* **STATED TASK 1**
In the Lex interview, what things does the text say LGBTQ+ people can do on Lex? List them all.
* **STATED TASK 2**
Duplicate everything in the Lex interview from "This interview has" down to "a queer community?".
* **STATED TASK 3**
Write the next part of the Lex interview, picking up after its last line.

* **EXTRACTED TEXT**
════════════════════

Hopelab continues our series featuring portfolio partners with unique approaches to centering equity and improving well-being outcomes. This month, we spoke with Jennifer Lewis, CEO and Co-founder of Lex, a welcoming space for social interaction and expression—where LGBTQ+ people can make friends, build relationships, have fun, and belong. Lex’s ultimate vision is to have every LGBTQ+ person in the world on Lex: “If You’re Queer, You’re on Lex.”

This interview has been edited for clarity and length.

Hopelab: Lex was originally created as a dating platform but shifted to refocus on friends and community. Can you talk about the importance of helping people find LGBTQ+ friends and a queer community?

════════════════════

* **DATA PROVIDED**

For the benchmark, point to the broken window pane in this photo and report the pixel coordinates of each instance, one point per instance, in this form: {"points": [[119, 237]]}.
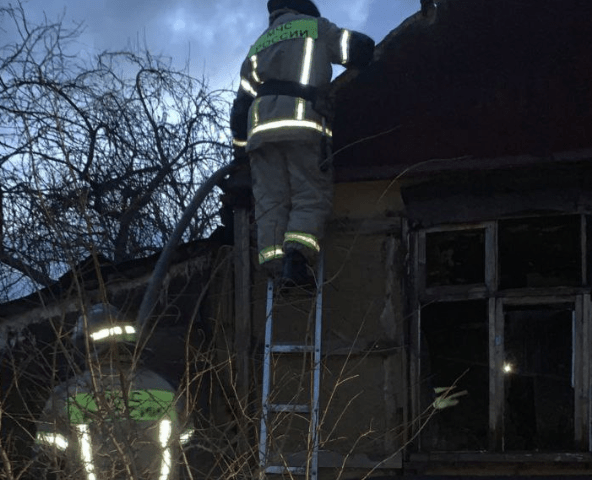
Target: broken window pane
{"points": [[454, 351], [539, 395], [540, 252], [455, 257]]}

════════════════════

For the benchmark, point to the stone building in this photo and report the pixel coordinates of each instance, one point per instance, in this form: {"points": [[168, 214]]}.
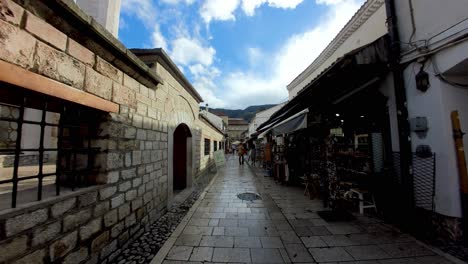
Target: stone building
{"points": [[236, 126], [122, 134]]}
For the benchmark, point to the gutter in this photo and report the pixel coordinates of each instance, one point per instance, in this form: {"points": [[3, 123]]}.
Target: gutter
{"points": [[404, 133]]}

════════════════════

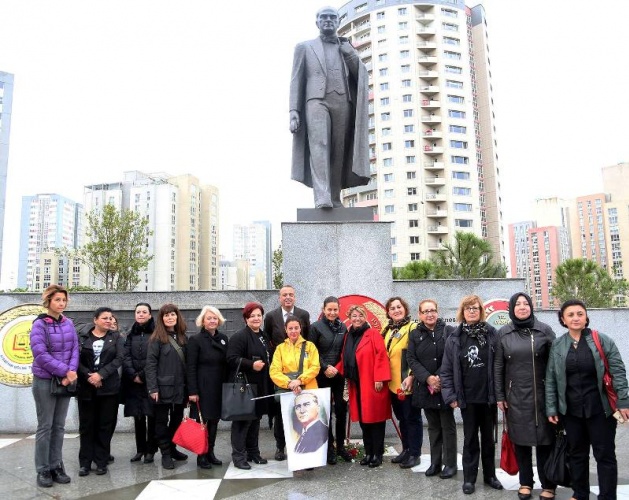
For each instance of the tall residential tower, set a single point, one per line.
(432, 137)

════════════════════

* **REPLY 1**
- make friends
- build relationships
- have fun
- belong

* **REPLY 2**
This interview has been edited for clarity and length.

Hopelab: Lex was originally created as a dating platform but shifted to refocus on friends and community. Can you talk about the importance of helping people find LGBTQ+ friends and a queer community?

* **REPLY 3**
Jennifer: We shifted from dating to focusing more on community as we found through extensive research with our Lex users that those that got the most value from Lex were using it to find and create local communities. Those communities included friends, group meet-ups, events, and more. There was nothing else in the market that allowed LGBTQ+ people to meet each other outside of dating. When you’re queer, finding others that share your identity (and the joys, beauty, struggles, and nuances that come with it) is so valuable.

Hopelab: Why is community important to you personally?

Jennifer: I’m from the U.K., so my friends are my family here in New York. I’ve found community through different areas of my life – the business/founder community, music, art, LGBTQ+ – they all help me connect with different facets of my identity.

Hopelab: You’ve created a niche product that serves a very specific audience. How do you think about growing or expanding the app while staying true to serving the needs of the LGBTQ+ community?

Jennifer: Lex will always be for and by LGBTQ+, but we do expect change as we grow and as we respond to the needs of our community. We’re seeing groups and communities thrive as an essential part of Lex, as well as events. We’re also observing queer business owners using the platform to find their customers. We’ll also need to explore different ways to keep the app accessible and inclusive – whether you can pay or not.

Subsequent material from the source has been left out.